--- DIRECTIONS ---
List as numbered items, with blank lines left out, the part that opens with the line containing "of the gray" and closes with the final line, both included.

=== DATA ROWS ===

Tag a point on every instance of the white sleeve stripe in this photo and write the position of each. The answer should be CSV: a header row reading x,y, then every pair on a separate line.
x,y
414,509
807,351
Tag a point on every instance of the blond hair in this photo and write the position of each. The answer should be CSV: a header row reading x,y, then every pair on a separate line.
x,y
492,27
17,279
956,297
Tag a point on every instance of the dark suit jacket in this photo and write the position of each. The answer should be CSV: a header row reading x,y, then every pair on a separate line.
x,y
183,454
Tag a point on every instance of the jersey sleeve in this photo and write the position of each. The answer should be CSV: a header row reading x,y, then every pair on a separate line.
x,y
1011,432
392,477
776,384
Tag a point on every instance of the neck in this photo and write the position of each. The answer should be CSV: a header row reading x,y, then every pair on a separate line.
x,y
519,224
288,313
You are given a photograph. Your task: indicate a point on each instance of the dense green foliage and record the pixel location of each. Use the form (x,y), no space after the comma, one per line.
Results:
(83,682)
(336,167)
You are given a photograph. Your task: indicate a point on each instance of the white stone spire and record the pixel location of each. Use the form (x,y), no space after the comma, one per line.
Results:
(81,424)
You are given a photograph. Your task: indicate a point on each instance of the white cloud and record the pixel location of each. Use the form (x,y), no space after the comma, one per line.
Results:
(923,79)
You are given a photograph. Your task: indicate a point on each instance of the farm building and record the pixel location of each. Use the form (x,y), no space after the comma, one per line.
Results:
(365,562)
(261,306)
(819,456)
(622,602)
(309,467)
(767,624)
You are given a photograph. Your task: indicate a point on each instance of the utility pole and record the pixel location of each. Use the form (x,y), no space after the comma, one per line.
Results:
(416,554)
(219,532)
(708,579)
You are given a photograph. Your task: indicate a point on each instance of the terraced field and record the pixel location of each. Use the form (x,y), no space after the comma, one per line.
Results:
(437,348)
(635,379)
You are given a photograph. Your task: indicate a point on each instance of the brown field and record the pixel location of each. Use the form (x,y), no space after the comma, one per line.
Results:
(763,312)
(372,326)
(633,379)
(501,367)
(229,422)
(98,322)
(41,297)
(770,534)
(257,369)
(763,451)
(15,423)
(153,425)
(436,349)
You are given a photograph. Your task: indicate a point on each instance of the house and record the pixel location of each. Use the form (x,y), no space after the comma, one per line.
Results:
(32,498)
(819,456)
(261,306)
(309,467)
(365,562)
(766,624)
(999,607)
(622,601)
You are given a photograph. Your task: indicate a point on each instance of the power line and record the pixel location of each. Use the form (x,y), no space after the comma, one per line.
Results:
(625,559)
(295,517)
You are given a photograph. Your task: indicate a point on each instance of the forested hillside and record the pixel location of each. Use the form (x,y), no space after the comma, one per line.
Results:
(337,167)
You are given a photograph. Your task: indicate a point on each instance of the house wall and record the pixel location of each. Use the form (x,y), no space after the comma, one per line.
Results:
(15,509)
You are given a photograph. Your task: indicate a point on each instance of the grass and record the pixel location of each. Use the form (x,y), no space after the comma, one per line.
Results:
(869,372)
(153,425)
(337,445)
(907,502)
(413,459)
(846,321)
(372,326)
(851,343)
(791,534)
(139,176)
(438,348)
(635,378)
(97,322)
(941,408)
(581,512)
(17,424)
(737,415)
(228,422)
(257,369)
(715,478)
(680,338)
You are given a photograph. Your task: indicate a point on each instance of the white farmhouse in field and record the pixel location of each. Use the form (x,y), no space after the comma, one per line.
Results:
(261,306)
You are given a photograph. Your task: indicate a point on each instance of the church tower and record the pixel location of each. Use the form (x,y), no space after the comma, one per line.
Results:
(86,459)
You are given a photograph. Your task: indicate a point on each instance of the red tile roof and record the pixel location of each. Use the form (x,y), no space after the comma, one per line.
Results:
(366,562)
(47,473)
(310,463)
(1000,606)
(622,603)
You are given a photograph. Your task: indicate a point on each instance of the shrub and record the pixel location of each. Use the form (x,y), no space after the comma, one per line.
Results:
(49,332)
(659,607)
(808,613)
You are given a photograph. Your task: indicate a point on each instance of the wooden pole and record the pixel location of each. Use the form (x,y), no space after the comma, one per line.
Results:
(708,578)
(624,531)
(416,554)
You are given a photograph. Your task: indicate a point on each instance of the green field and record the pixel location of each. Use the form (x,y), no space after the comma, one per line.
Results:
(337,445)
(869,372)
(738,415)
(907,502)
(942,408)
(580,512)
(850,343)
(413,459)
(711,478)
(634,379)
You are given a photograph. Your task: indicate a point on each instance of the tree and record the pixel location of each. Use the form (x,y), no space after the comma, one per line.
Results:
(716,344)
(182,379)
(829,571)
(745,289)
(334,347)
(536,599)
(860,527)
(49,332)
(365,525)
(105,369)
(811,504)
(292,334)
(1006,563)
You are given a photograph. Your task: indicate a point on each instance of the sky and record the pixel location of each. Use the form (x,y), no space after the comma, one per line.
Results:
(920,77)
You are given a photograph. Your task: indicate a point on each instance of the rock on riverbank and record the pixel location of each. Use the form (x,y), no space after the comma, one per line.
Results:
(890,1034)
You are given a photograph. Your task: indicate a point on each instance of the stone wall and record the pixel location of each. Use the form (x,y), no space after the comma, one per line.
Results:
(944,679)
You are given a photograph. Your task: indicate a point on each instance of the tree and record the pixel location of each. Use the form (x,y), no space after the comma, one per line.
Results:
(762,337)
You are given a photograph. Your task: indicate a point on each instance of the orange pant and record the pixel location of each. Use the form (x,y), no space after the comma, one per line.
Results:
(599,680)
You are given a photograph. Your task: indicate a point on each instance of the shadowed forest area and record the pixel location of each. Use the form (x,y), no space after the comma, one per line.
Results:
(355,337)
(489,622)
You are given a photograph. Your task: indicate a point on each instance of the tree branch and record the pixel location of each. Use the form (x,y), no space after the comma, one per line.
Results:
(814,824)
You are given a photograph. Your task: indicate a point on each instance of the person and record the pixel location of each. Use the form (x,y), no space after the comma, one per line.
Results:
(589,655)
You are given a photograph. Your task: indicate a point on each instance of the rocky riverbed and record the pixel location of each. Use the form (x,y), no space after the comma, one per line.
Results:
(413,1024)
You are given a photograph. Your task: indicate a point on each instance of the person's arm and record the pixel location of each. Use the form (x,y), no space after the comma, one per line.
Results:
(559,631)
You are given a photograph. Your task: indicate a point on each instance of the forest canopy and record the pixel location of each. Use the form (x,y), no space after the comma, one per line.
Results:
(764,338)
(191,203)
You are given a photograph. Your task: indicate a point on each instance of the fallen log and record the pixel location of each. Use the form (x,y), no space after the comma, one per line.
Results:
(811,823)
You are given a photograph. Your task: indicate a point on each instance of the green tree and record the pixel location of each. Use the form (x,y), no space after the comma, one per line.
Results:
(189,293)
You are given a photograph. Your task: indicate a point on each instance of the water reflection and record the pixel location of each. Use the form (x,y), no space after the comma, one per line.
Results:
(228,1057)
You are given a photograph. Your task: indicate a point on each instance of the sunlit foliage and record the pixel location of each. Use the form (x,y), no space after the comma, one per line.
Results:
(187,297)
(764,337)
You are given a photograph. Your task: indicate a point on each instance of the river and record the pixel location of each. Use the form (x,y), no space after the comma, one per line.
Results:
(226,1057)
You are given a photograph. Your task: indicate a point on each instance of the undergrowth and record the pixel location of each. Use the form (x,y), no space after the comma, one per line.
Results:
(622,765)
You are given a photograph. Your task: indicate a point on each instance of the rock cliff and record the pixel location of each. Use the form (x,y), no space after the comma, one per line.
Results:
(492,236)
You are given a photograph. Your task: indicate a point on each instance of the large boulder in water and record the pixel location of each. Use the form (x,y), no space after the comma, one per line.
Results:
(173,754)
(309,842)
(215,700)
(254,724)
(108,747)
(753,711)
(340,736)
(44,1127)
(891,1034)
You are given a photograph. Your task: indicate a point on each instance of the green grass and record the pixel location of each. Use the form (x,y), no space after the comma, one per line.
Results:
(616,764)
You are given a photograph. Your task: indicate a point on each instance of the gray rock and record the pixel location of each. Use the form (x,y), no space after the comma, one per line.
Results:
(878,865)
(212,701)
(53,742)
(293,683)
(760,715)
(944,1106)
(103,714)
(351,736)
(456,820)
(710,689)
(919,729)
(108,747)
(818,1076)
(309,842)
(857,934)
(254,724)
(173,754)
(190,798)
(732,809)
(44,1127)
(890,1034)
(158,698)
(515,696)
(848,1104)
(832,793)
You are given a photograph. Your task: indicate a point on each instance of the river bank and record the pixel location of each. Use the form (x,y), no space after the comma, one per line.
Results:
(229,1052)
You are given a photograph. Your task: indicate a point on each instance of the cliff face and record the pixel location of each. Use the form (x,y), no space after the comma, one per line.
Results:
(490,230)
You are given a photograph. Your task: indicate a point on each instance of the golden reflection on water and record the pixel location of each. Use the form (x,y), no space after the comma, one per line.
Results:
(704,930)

===

--- RIGHT ANSWER ---
1. You are given a photograph. Your task: indicate a point on each instance of the gray rock and record the pixel location of each. Use the form (x,y), no space after the comma, one per line.
2. Results:
3. (878,865)
4. (212,701)
5. (53,742)
6. (293,683)
7. (760,715)
8. (944,1106)
9. (103,714)
10. (351,736)
11. (456,820)
12. (710,689)
13. (919,729)
14. (108,747)
15. (818,1076)
16. (309,842)
17. (857,934)
18. (254,724)
19. (173,754)
20. (190,798)
21. (732,809)
22. (44,1127)
23. (890,1034)
24. (158,698)
25. (515,696)
26. (848,1104)
27. (832,793)
28. You are given a photograph. Your task: indicate a point on each instance of the river bank and record the pixel location of each. Use the form (x,y), no space after the comma, one per line.
29. Results:
30. (229,1052)
31. You are given a photograph. Your task: indicate a point on each instance of the cliff face and record the pixel location of each. Use the form (x,y), no space after the comma, one per line.
32. Results:
33. (490,230)
34. You are given a photograph. Your task: indicate a point on each instance of the golden reflection on water and record the pixel location of each. Use the form (x,y), no space after the comma, one per line.
35. Results:
36. (704,930)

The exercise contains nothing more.